[Data items]
-----
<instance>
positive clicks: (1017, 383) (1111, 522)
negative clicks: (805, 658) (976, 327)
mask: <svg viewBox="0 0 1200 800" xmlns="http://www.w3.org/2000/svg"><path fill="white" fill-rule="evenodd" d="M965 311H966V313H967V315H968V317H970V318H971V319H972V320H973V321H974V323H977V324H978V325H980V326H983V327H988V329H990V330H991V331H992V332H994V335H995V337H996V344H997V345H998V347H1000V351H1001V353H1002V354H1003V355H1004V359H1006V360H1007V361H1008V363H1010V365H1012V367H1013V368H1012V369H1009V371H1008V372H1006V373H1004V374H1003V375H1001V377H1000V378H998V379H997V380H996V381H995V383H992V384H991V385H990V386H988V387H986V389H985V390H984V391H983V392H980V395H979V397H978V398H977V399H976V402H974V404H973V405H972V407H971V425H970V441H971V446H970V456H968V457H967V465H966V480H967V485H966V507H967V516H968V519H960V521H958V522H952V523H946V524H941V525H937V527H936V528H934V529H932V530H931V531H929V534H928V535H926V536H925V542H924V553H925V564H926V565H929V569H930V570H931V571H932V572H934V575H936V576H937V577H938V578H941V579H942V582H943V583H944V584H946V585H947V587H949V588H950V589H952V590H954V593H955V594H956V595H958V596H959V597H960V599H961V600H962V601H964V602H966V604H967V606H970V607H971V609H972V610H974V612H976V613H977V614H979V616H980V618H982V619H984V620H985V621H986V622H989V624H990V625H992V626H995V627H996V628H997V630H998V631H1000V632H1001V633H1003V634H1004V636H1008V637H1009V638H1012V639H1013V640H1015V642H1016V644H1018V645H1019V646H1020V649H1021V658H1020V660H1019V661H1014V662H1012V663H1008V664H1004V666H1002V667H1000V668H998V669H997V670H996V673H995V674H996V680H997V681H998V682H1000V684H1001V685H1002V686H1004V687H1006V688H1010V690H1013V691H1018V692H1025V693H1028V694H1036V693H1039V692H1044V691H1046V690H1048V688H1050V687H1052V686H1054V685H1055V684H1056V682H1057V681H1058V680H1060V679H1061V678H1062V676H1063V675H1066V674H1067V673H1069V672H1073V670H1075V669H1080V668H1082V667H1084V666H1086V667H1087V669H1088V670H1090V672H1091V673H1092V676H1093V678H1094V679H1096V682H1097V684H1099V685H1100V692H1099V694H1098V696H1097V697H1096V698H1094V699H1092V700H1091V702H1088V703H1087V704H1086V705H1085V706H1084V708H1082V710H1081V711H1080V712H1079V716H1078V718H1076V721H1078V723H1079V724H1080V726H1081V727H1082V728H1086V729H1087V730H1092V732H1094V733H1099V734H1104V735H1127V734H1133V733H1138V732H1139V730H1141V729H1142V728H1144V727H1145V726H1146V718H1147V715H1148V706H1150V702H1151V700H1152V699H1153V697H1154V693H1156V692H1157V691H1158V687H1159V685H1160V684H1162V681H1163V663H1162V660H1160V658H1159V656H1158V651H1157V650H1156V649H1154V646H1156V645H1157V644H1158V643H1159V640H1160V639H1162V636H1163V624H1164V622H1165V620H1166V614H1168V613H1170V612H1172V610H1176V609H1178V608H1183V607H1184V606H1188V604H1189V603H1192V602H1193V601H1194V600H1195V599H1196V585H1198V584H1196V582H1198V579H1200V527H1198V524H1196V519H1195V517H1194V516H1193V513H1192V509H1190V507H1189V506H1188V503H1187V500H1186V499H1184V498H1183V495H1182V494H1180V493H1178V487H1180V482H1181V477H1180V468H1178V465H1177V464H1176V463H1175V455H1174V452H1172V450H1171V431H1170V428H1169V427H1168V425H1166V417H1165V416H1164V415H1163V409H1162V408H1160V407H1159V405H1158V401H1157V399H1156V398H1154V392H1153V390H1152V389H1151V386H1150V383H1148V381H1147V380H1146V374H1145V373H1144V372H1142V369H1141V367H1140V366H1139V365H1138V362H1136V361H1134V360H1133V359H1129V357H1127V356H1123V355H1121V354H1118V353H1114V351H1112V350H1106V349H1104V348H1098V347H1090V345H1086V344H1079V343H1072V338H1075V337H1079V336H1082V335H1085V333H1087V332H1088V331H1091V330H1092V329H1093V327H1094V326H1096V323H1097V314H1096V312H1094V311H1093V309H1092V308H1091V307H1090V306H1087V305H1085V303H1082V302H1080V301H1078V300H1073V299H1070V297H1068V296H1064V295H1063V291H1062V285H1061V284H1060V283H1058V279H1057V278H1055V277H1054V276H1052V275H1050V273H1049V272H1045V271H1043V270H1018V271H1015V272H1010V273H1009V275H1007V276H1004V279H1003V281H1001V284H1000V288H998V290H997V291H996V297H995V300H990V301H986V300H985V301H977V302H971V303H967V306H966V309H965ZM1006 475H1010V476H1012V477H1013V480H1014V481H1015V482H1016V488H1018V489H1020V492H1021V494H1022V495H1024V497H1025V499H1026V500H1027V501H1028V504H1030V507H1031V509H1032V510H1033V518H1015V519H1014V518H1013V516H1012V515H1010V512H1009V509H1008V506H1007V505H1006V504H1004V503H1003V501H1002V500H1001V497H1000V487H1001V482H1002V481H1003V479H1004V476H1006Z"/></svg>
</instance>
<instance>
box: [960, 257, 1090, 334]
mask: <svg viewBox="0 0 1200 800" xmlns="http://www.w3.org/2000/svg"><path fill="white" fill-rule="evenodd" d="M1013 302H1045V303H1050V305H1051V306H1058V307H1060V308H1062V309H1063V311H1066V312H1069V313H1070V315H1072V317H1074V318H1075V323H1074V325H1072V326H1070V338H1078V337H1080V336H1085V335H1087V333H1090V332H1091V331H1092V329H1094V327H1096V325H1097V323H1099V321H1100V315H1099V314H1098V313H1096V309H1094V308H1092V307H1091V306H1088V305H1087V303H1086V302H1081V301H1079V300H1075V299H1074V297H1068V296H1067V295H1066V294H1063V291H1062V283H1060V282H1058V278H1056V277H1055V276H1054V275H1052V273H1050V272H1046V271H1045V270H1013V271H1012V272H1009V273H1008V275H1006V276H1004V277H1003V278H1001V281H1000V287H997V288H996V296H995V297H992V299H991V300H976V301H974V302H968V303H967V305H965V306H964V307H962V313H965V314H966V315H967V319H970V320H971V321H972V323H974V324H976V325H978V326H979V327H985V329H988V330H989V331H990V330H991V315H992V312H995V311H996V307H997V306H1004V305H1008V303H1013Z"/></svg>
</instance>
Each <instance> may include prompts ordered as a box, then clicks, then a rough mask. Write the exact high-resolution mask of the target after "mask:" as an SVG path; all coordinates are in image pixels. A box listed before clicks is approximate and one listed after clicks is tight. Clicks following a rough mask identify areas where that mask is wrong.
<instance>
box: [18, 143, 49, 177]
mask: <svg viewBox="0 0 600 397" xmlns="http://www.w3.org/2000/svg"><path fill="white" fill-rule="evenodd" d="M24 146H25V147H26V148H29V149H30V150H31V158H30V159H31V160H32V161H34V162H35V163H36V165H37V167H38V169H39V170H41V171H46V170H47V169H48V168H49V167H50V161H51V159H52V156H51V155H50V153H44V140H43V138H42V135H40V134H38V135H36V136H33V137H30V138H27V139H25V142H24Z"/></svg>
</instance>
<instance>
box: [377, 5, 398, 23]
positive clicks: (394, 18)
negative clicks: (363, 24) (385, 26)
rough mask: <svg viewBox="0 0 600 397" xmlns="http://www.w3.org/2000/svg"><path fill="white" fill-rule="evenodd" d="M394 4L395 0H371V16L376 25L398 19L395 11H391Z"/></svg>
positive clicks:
-----
**GOAL OF THE EXERCISE**. Every entry should be given again exactly as written.

**RESPONSE TO THIS EXERCISE**.
<instance>
positive clicks: (1017, 383) (1111, 522)
negative clicks: (805, 658) (976, 327)
mask: <svg viewBox="0 0 1200 800" xmlns="http://www.w3.org/2000/svg"><path fill="white" fill-rule="evenodd" d="M965 311H966V313H967V315H968V317H970V318H971V319H972V320H973V321H974V323H977V324H978V325H980V326H983V327H988V329H990V330H991V331H992V332H994V335H995V337H996V344H997V345H998V347H1000V351H1001V353H1002V354H1003V355H1004V359H1006V360H1007V361H1008V363H1010V365H1012V367H1013V368H1012V369H1009V371H1008V372H1006V373H1004V374H1003V375H1001V377H1000V378H998V379H997V380H996V381H995V383H992V384H991V385H990V386H988V387H986V389H985V390H984V391H983V392H980V395H979V397H978V398H977V399H976V402H974V404H973V405H972V407H971V425H970V441H971V446H970V456H968V457H967V465H966V480H967V485H966V507H967V516H968V519H960V521H958V522H952V523H946V524H941V525H937V527H936V528H934V529H932V530H931V531H929V534H928V535H926V536H925V542H924V553H925V564H926V565H929V569H930V570H931V571H932V572H934V575H936V576H937V577H938V578H941V579H942V582H943V583H944V584H946V585H947V587H949V588H950V589H952V590H954V593H955V594H956V595H958V596H959V597H960V599H961V600H962V601H964V602H966V604H967V606H970V607H971V609H972V610H974V612H976V613H977V614H979V616H980V618H982V619H984V620H985V621H986V622H989V624H990V625H992V626H995V627H996V628H997V630H998V631H1000V632H1001V633H1003V634H1004V636H1008V637H1009V638H1012V639H1013V640H1015V642H1016V644H1018V645H1019V646H1020V649H1021V658H1020V660H1019V661H1014V662H1012V663H1008V664H1004V666H1002V667H1000V668H998V669H997V670H996V673H995V674H996V680H997V681H998V682H1000V684H1001V685H1002V686H1004V687H1006V688H1010V690H1013V691H1018V692H1025V693H1028V694H1036V693H1039V692H1044V691H1046V690H1048V688H1050V687H1052V686H1054V685H1055V684H1056V682H1057V681H1058V680H1060V679H1061V678H1062V676H1063V675H1066V674H1067V673H1069V672H1073V670H1075V669H1080V668H1082V667H1084V666H1086V667H1087V669H1088V670H1090V672H1091V673H1092V676H1093V678H1094V679H1096V682H1097V684H1099V685H1100V692H1099V694H1098V696H1097V697H1096V698H1094V699H1092V700H1091V702H1088V703H1087V704H1086V705H1085V706H1084V708H1082V710H1081V711H1080V712H1079V716H1078V718H1076V721H1078V723H1079V724H1080V726H1081V727H1082V728H1086V729H1087V730H1092V732H1094V733H1099V734H1104V735H1127V734H1133V733H1138V732H1139V730H1141V729H1142V728H1144V727H1145V726H1146V718H1147V715H1148V706H1150V702H1151V700H1152V699H1153V697H1154V693H1156V692H1157V691H1158V687H1159V685H1160V684H1162V681H1163V663H1162V660H1160V658H1159V656H1158V651H1157V650H1156V649H1154V646H1156V645H1157V644H1158V643H1159V640H1160V639H1162V636H1163V624H1164V622H1165V620H1166V614H1168V613H1170V612H1172V610H1176V609H1178V608H1183V607H1184V606H1188V604H1189V603H1192V602H1193V601H1194V600H1195V599H1196V585H1198V584H1196V582H1198V579H1200V527H1198V524H1196V519H1195V517H1194V516H1193V513H1192V509H1190V507H1189V506H1188V503H1187V500H1186V499H1184V498H1183V495H1182V494H1180V493H1178V487H1180V482H1181V477H1180V468H1178V465H1177V464H1176V463H1175V455H1174V452H1172V450H1171V431H1170V428H1169V427H1168V425H1166V417H1165V416H1164V415H1163V409H1162V408H1160V407H1159V405H1158V401H1157V399H1156V398H1154V392H1153V390H1152V389H1151V386H1150V383H1148V381H1147V380H1146V374H1145V373H1144V372H1142V369H1141V367H1140V366H1139V365H1138V362H1136V361H1134V360H1133V359H1129V357H1127V356H1123V355H1121V354H1118V353H1114V351H1112V350H1106V349H1104V348H1098V347H1090V345H1086V344H1079V343H1072V338H1075V337H1079V336H1082V335H1085V333H1087V332H1088V331H1091V330H1092V329H1093V327H1094V326H1096V323H1097V314H1096V312H1094V311H1093V309H1092V308H1091V307H1090V306H1087V305H1085V303H1082V302H1080V301H1078V300H1073V299H1070V297H1068V296H1064V295H1063V291H1062V285H1061V284H1060V283H1058V279H1057V278H1055V277H1054V276H1052V275H1050V273H1049V272H1045V271H1043V270H1018V271H1015V272H1010V273H1009V275H1007V276H1004V279H1003V281H1001V284H1000V288H998V290H997V291H996V297H995V300H990V301H986V300H985V301H977V302H971V303H967V306H966V309H965ZM1006 475H1010V476H1012V477H1013V480H1014V481H1015V482H1016V488H1018V489H1020V492H1021V494H1022V495H1024V497H1025V499H1026V500H1027V501H1028V504H1030V507H1031V509H1032V510H1033V518H1015V519H1014V518H1013V516H1012V515H1010V512H1009V509H1008V506H1007V505H1006V504H1004V503H1003V501H1002V500H1001V497H1000V487H1001V482H1002V481H1003V479H1004V476H1006Z"/></svg>
</instance>
<instance>
box: [960, 257, 1090, 334]
mask: <svg viewBox="0 0 1200 800" xmlns="http://www.w3.org/2000/svg"><path fill="white" fill-rule="evenodd" d="M1013 302H1045V303H1050V305H1051V306H1058V307H1060V308H1062V309H1063V311H1066V312H1069V313H1070V315H1072V317H1074V318H1075V323H1074V325H1072V326H1070V338H1078V337H1080V336H1085V335H1087V333H1090V332H1091V331H1092V329H1094V327H1096V325H1097V323H1099V321H1100V315H1099V314H1098V313H1096V309H1094V308H1092V307H1091V306H1088V305H1087V303H1086V302H1081V301H1079V300H1075V299H1074V297H1068V296H1067V295H1066V294H1063V291H1062V283H1060V282H1058V278H1056V277H1055V276H1054V275H1052V273H1050V272H1046V271H1045V270H1013V271H1012V272H1009V273H1008V275H1006V276H1004V277H1003V278H1001V281H1000V287H997V288H996V296H995V297H992V299H991V300H976V301H974V302H968V303H967V305H965V306H964V307H962V313H965V314H966V315H967V319H970V320H971V321H972V323H974V324H976V325H978V326H979V327H985V329H988V330H989V331H990V330H991V315H992V312H995V311H996V307H997V306H1004V305H1008V303H1013Z"/></svg>
</instance>
Each <instance> may include prompts ordered as a box, then clicks, then a rough mask. Write the exact high-resolution mask of the target after "mask:" as an SVG path; all coordinates are in image pixels. A box listed before clicks is approximate and one listed after clicks is tight. Clicks following a rough mask identify areas where that mask is wrong.
<instance>
box: [18, 143, 49, 177]
mask: <svg viewBox="0 0 600 397" xmlns="http://www.w3.org/2000/svg"><path fill="white" fill-rule="evenodd" d="M24 146H25V147H26V148H29V149H30V150H31V158H30V159H31V160H32V161H34V162H35V163H36V165H37V167H38V169H39V170H41V171H46V170H47V169H48V168H49V167H50V161H51V159H52V156H51V155H50V153H44V140H43V138H42V135H40V134H38V135H36V136H33V137H30V138H27V139H25V142H24Z"/></svg>
</instance>
<instance>
box: [377, 5, 398, 23]
positive clicks: (394, 18)
negative clicks: (363, 24) (385, 26)
rough mask: <svg viewBox="0 0 600 397" xmlns="http://www.w3.org/2000/svg"><path fill="white" fill-rule="evenodd" d="M394 4L395 0H371V16L376 25L398 19L395 11H391Z"/></svg>
positive clicks:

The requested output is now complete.